Required task:
Rewrite the records below with "porch bench" swapped for "garden bench" and everything else left unchanged. Omit the pictures from your answer.

[Contour labeling items]
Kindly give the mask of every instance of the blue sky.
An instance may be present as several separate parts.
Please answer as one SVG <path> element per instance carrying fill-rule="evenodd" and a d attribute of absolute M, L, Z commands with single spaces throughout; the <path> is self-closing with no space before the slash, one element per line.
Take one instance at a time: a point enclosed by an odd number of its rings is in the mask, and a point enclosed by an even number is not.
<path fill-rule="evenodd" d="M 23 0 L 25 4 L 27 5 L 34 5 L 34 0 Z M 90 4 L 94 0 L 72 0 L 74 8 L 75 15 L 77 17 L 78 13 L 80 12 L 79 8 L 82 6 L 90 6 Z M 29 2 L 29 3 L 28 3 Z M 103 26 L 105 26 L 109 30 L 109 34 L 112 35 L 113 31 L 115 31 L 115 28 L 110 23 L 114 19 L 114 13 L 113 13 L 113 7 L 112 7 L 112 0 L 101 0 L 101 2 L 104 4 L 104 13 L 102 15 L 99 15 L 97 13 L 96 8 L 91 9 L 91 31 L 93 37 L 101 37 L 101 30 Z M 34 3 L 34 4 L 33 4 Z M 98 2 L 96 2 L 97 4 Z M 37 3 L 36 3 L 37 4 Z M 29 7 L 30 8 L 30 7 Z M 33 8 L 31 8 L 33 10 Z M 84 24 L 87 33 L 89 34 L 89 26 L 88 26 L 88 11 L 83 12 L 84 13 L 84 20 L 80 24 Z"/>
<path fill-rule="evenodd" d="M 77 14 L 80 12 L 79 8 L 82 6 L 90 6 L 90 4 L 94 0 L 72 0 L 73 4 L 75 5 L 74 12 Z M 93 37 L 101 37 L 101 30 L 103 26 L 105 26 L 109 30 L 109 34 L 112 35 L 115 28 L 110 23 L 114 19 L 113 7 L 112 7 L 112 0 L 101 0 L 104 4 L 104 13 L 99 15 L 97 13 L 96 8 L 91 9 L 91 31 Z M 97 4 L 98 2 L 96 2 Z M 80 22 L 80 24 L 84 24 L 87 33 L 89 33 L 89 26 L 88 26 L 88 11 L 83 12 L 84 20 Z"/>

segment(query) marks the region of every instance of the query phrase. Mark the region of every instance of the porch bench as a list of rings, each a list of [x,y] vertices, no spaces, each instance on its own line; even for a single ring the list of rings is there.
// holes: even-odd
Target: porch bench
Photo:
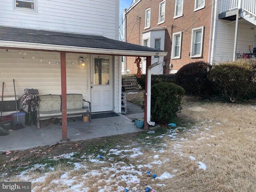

Correct result:
Kindly give the mask of every instance of the blue sky.
An instance may be present as several separate parts.
Please answer as one SVG <path> element per instance carrying fill-rule="evenodd" and a d attribute of absolute M, L, Z commands with single spaces throughout; the <path> is self-closing with no space before the slash, one element per line.
Take one instance at a time: a point enclosed by an odd number of its rings is in the mask, and a point enclosed by an even number is not.
<path fill-rule="evenodd" d="M 23 0 L 25 4 L 27 5 L 34 5 L 34 0 Z M 90 4 L 94 0 L 72 0 L 74 8 L 75 15 L 77 17 L 78 13 L 80 12 L 79 8 L 82 6 L 90 6 Z M 29 2 L 29 3 L 28 3 Z M 103 26 L 105 26 L 109 30 L 109 34 L 112 35 L 113 31 L 115 31 L 115 28 L 110 23 L 114 19 L 114 13 L 113 13 L 113 7 L 112 7 L 112 0 L 101 0 L 101 2 L 104 4 L 104 13 L 102 15 L 99 15 L 97 13 L 96 8 L 91 9 L 91 31 L 93 37 L 101 37 L 101 30 Z M 34 3 L 34 4 L 33 4 Z M 98 2 L 96 2 L 97 4 Z M 37 3 L 36 3 L 37 4 Z M 29 7 L 30 8 L 30 7 Z M 33 8 L 31 8 L 33 10 Z M 84 24 L 87 33 L 89 34 L 89 26 L 88 26 L 88 11 L 83 12 L 84 13 L 84 20 L 80 24 Z"/>
<path fill-rule="evenodd" d="M 77 14 L 80 12 L 79 8 L 82 6 L 90 6 L 90 4 L 94 0 L 72 0 L 73 4 L 75 5 L 74 12 Z M 93 37 L 101 37 L 101 30 L 103 26 L 105 26 L 109 30 L 109 34 L 112 35 L 115 28 L 110 23 L 114 19 L 113 7 L 112 7 L 112 0 L 101 0 L 104 4 L 104 13 L 99 15 L 97 13 L 96 8 L 91 9 L 91 31 Z M 97 4 L 98 2 L 96 2 Z M 80 22 L 80 24 L 84 24 L 87 33 L 89 33 L 89 26 L 88 26 L 88 11 L 83 12 L 84 20 Z"/>

segment(query) marks the region of every instance of the query phrase. Mark the region of every instance of the garden bench as a list of rings, each a list of [x,y] vertices, no spaces, each instance on its own line; even for a single ring the list of rings is there.
// holes: even-odd
Target: garden bench
Photo:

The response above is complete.